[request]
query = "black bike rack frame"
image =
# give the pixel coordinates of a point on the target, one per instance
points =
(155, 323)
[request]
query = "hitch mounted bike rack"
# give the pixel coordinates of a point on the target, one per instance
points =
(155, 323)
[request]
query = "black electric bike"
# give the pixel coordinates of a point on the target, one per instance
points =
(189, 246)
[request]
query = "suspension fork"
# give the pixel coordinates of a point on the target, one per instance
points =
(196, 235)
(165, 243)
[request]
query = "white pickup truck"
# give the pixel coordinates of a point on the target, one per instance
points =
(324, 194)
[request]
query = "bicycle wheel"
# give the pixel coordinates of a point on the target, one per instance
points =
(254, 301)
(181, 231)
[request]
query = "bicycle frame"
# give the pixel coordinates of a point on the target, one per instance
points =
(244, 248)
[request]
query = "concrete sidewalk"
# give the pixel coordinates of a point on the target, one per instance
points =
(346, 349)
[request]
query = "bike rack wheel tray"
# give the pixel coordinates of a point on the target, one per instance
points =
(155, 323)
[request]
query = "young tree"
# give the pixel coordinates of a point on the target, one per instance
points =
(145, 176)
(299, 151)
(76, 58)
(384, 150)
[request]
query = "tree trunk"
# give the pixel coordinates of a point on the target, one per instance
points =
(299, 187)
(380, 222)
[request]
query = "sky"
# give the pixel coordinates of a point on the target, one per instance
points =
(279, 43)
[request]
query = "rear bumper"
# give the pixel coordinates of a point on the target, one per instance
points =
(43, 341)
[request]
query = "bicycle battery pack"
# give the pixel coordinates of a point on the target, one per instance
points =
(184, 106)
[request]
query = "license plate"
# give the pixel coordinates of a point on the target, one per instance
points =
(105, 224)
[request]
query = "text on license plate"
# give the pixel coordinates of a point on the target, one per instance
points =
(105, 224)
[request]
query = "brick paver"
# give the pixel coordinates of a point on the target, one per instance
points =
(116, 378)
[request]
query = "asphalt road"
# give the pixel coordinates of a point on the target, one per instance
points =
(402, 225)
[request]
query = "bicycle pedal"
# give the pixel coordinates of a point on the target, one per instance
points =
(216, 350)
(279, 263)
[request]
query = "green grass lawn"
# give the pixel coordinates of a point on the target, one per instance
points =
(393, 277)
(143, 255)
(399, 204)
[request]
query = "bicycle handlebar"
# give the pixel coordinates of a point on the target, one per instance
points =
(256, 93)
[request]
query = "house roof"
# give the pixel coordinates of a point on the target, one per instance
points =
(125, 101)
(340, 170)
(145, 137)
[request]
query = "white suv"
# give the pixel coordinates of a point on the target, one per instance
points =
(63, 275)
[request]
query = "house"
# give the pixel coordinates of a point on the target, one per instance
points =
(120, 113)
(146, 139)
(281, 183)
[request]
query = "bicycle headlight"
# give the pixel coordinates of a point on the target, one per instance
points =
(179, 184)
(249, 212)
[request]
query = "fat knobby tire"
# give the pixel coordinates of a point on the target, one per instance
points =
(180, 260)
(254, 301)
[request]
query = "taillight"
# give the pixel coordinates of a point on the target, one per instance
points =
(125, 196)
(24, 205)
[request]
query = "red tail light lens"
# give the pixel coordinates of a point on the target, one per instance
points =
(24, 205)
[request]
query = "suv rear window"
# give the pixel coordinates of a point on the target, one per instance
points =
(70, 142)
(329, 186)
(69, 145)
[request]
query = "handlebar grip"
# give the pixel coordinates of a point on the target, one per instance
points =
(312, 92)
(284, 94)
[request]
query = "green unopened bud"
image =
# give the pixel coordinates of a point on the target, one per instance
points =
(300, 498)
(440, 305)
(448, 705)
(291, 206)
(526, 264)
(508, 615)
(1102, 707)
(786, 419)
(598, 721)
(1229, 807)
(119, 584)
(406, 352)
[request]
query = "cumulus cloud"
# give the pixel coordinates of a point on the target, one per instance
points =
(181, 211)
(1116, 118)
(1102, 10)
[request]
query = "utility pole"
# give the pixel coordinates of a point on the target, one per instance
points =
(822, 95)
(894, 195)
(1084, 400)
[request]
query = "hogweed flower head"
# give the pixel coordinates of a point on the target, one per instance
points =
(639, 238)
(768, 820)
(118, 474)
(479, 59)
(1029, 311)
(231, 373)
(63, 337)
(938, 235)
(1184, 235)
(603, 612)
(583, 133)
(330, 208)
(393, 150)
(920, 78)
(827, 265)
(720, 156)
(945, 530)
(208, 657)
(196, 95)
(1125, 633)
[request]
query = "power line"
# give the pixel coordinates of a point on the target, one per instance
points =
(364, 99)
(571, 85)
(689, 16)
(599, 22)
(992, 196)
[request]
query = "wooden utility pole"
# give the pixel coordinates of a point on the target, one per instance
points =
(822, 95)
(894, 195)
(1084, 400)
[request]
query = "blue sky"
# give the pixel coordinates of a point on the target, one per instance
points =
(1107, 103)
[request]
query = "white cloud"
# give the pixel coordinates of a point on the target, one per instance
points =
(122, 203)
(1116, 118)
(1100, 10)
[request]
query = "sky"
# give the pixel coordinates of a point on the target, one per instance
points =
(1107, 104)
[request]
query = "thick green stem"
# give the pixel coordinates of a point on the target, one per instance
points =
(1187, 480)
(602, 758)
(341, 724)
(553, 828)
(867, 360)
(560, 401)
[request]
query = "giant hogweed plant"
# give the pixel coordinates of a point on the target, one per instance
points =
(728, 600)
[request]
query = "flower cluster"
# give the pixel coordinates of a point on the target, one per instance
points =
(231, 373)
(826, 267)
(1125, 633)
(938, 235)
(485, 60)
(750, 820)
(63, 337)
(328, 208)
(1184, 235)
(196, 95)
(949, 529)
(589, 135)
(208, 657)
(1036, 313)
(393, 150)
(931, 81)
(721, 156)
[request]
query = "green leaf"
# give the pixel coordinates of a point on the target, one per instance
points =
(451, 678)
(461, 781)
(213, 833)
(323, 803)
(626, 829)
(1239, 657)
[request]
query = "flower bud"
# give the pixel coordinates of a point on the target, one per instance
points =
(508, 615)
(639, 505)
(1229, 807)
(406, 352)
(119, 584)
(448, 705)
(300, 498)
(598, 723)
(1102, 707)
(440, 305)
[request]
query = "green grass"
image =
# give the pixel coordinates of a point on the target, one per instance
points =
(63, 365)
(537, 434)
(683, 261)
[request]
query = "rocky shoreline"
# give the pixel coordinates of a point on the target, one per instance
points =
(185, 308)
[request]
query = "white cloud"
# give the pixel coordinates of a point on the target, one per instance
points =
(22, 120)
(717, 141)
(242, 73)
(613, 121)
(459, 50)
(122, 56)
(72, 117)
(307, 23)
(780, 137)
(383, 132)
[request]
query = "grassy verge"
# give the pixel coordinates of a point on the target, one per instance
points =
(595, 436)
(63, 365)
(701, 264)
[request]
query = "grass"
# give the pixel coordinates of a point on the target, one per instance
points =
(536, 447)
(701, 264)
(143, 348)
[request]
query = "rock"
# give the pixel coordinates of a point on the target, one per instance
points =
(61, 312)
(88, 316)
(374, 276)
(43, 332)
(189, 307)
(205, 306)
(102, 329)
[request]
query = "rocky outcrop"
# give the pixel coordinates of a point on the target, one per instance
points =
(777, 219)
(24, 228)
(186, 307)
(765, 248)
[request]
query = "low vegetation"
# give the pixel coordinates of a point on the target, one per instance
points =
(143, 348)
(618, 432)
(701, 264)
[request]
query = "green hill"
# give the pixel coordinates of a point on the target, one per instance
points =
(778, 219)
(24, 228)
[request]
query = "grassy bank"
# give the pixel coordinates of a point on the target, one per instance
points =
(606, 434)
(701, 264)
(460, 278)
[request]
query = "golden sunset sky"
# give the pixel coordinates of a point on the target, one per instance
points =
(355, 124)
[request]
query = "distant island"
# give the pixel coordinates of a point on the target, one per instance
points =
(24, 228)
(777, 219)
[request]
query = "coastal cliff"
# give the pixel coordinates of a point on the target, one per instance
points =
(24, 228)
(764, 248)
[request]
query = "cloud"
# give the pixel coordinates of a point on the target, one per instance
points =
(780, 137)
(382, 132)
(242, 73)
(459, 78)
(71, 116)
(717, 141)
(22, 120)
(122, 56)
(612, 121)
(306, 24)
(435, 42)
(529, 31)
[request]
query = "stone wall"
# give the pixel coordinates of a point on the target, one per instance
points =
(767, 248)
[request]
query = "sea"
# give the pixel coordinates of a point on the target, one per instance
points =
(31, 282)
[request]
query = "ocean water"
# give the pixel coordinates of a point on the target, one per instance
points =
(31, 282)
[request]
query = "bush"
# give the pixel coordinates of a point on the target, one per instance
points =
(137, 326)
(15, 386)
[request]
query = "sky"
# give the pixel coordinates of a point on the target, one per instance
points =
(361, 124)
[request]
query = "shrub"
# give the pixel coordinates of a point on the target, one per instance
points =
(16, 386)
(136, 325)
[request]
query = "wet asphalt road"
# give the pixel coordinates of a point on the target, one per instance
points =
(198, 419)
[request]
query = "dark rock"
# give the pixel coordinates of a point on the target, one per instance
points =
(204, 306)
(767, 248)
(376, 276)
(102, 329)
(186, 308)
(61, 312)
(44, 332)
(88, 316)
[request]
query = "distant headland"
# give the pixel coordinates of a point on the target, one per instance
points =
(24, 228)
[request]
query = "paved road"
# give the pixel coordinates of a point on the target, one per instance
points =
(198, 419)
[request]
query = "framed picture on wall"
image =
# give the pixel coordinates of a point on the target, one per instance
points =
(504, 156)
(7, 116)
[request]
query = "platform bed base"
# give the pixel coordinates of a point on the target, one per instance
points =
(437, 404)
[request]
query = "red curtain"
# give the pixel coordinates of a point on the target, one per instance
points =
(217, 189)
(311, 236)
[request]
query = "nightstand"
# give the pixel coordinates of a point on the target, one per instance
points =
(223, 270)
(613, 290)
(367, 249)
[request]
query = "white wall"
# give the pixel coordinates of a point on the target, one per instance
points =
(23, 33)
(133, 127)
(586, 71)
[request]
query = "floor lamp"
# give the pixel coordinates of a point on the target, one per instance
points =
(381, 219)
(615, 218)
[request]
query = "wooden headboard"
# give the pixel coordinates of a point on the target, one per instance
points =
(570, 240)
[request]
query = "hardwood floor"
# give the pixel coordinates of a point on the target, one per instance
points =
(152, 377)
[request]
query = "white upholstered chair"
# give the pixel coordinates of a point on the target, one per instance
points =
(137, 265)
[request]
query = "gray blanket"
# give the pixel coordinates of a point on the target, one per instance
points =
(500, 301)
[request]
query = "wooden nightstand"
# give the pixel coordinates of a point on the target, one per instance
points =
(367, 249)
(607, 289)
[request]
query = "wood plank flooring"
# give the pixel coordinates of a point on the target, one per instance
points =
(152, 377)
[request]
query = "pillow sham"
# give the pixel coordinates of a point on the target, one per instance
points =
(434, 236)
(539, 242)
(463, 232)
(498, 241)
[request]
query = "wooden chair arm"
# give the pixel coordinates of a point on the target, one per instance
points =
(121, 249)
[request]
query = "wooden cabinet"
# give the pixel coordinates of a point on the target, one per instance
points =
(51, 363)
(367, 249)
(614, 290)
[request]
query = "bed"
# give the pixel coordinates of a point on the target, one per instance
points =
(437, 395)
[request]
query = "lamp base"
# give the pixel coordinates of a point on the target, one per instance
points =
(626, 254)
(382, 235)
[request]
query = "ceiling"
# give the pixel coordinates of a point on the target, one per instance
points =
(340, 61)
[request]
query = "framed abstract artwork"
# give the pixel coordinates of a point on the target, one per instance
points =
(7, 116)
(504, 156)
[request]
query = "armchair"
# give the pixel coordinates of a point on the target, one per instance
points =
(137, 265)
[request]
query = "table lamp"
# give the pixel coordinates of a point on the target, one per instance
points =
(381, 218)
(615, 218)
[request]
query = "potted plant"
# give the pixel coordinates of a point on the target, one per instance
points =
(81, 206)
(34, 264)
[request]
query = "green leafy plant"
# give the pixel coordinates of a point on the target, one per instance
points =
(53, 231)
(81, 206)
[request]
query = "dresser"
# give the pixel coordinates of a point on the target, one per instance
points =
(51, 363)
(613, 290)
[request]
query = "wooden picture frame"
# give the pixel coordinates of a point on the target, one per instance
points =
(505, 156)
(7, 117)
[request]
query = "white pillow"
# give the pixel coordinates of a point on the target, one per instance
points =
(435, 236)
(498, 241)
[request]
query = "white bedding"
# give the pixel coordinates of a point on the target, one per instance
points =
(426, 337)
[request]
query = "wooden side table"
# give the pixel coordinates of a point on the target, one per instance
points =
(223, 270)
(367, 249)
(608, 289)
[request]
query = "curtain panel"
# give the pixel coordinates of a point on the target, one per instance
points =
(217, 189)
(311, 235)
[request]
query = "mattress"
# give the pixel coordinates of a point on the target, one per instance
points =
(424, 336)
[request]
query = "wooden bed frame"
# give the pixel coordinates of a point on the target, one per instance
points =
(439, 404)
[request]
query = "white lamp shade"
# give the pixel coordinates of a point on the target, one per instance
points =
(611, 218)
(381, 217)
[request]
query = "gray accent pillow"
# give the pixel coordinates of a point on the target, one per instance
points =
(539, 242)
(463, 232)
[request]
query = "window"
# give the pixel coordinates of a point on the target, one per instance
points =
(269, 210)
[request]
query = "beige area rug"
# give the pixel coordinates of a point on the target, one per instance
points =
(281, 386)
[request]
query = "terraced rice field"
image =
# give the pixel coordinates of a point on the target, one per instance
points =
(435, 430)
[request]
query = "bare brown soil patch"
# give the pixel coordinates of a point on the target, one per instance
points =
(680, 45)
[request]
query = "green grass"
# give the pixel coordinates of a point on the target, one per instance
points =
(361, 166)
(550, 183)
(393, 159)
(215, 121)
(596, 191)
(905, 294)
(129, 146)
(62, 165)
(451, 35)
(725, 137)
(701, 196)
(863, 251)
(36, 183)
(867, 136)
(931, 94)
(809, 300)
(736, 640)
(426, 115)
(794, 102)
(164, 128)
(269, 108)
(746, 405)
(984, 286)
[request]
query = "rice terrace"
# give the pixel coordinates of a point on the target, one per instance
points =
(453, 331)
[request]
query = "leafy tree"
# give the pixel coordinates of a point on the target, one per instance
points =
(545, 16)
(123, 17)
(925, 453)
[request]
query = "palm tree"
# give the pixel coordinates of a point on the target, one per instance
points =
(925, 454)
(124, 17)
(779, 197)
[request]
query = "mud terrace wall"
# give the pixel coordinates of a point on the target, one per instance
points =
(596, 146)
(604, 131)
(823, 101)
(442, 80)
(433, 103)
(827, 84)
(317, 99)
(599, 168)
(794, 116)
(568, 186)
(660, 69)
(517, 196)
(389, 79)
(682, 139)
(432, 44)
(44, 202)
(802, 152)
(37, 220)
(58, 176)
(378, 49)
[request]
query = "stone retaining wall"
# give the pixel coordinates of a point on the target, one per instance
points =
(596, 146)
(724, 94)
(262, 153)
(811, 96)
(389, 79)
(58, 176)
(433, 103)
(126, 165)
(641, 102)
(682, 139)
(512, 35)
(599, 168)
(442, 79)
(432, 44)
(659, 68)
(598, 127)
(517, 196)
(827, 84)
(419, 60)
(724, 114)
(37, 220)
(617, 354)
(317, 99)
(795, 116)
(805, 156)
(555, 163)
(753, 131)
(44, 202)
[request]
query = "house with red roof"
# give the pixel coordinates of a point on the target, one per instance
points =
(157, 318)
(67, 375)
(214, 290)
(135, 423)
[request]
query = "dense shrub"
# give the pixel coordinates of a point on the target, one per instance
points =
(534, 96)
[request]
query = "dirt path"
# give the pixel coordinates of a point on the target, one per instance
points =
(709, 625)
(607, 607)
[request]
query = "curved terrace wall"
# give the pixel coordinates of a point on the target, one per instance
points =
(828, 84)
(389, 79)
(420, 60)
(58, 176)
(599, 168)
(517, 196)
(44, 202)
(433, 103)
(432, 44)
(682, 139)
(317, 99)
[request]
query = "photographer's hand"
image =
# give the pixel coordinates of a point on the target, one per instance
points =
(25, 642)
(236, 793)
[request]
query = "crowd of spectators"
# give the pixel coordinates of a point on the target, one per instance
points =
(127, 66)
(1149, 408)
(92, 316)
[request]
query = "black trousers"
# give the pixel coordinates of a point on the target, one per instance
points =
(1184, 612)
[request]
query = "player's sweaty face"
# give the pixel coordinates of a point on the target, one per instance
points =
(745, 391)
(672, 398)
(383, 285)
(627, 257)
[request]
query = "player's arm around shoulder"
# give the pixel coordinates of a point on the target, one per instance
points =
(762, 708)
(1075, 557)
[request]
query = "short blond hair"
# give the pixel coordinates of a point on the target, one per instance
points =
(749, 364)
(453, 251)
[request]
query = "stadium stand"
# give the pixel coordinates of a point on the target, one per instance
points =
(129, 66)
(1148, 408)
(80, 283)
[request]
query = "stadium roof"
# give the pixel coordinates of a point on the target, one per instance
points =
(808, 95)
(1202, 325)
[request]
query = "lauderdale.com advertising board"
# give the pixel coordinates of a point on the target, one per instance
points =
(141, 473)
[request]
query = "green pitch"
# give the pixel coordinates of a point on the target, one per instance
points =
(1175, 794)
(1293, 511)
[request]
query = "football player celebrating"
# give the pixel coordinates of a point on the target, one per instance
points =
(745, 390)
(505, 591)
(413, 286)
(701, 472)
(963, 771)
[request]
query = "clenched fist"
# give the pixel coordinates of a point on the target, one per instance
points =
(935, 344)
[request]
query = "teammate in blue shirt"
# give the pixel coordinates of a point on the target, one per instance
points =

|---|

The problem
Starting from the data above, filter for lines with "license" and copy each one.

Solution to the exercise
query = "license plate"
query = "text on license plate"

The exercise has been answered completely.